(Dataset rows on where objects appear)

▬▬▬▬▬▬▬▬▬▬

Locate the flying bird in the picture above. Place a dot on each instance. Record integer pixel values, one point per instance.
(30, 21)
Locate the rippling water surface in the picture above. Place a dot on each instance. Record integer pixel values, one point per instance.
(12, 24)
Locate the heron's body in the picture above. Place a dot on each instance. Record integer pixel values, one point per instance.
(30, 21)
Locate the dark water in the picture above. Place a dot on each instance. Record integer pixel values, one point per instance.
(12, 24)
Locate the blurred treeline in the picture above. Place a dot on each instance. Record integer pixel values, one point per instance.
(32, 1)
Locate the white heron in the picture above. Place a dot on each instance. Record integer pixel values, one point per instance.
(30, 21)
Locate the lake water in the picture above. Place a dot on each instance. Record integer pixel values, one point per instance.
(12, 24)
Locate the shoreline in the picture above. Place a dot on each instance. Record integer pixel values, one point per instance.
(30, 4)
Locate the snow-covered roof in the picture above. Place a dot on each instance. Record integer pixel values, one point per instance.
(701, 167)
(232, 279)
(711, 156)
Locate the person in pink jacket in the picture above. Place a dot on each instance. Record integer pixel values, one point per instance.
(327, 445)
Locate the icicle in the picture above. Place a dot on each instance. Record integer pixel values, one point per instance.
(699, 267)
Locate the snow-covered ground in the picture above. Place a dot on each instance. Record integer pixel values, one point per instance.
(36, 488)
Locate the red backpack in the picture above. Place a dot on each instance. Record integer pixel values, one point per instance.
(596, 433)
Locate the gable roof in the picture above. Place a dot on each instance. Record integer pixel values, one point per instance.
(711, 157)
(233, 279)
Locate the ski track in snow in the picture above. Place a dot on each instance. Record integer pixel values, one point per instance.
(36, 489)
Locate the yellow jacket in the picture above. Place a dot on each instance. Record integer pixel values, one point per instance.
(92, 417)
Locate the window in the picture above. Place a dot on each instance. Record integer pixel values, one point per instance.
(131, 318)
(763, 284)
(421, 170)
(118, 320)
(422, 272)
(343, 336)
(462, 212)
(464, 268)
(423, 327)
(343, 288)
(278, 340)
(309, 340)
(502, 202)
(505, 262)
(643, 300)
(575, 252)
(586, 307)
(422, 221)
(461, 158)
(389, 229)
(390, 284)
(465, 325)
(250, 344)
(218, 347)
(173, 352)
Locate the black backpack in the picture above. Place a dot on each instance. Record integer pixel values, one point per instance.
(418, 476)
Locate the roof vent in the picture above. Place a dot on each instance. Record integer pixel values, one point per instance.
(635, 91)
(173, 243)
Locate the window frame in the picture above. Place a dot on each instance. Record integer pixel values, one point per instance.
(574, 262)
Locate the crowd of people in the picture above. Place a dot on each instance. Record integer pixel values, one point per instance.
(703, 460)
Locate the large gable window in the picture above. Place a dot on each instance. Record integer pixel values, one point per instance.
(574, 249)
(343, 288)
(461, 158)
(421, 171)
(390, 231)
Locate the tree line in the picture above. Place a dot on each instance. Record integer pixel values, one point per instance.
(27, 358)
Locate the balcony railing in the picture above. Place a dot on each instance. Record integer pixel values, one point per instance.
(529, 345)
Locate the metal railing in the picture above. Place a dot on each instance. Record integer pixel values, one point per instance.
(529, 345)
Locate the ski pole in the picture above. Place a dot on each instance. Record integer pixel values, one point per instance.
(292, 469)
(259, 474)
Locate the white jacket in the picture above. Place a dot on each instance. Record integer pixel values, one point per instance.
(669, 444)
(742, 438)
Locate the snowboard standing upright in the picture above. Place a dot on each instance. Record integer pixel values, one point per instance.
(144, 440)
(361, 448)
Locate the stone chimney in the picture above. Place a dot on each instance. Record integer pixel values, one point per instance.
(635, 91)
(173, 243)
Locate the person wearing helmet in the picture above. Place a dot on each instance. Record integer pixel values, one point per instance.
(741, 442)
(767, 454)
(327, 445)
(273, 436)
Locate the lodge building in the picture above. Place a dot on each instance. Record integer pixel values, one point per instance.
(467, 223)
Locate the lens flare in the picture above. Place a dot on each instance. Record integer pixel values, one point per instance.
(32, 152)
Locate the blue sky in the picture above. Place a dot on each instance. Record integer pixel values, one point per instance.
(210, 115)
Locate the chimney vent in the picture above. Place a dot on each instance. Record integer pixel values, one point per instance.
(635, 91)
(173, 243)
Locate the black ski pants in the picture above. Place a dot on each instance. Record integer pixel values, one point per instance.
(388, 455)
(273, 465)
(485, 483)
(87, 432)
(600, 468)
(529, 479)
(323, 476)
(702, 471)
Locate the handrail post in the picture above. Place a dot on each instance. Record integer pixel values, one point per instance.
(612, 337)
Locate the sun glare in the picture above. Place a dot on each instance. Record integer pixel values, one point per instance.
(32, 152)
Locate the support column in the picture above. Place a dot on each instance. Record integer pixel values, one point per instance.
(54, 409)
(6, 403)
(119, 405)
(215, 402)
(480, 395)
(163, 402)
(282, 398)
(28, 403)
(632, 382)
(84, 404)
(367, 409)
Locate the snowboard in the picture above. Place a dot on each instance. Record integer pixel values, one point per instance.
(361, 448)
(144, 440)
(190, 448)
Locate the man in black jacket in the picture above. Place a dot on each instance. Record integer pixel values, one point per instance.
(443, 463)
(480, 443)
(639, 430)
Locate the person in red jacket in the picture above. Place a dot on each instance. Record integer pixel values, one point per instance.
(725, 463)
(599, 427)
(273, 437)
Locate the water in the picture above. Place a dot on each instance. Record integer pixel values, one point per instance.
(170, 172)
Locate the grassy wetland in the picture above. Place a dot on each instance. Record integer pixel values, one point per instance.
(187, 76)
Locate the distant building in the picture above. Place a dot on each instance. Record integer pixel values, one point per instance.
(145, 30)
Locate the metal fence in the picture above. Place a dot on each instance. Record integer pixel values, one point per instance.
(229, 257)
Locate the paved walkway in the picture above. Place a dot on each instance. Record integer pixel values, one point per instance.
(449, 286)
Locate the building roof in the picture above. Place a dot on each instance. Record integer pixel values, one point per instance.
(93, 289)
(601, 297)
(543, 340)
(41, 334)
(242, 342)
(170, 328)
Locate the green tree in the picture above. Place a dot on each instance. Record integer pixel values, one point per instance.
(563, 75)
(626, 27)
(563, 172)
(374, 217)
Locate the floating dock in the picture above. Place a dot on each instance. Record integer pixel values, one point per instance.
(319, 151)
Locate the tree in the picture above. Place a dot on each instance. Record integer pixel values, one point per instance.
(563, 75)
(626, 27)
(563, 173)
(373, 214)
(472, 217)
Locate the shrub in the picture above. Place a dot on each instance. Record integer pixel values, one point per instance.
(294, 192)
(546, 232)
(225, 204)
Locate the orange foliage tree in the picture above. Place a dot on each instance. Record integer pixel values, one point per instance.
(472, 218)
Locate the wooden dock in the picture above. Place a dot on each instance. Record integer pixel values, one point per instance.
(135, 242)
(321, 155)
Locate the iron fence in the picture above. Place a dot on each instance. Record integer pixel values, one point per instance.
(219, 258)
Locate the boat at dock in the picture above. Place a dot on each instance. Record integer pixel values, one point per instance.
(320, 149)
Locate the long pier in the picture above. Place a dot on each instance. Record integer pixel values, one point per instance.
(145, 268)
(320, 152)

▬▬▬▬▬▬▬▬▬▬

> Challenge: Write the lines out verbatim, from the one with "Locate the tree in" through the last line of the entries, and stop there.

> Complete response:
Locate the tree in the picture above. Place a dot on each instance. Record integer pixel values, one point per instance.
(563, 75)
(626, 27)
(563, 173)
(373, 214)
(472, 217)
Locate the shrub in the picture above. Place a dot on each instance. Record integer pixel values, one point per instance.
(294, 192)
(546, 232)
(225, 204)
Locate the orange foliage tree in the picture above. Place a dot on each instance. Record integer pixel values, one point per instance.
(472, 218)
Locate the wooden dock in the picture above. Place a dot on each instance. Record integer pixel values, one point per instance.
(135, 242)
(321, 155)
Locate the iron fence in the picture above. Place a dot on each instance. Record integer pixel values, one point per instance.
(219, 258)
Locate the boat at dock in the picture above. Place a dot on each instance. Record integer pixel values, one point per instance.
(320, 149)
Locate the long pier in the picture above. Place a dot on each instance. Record integer pixel values, one point per instance.
(145, 268)
(320, 152)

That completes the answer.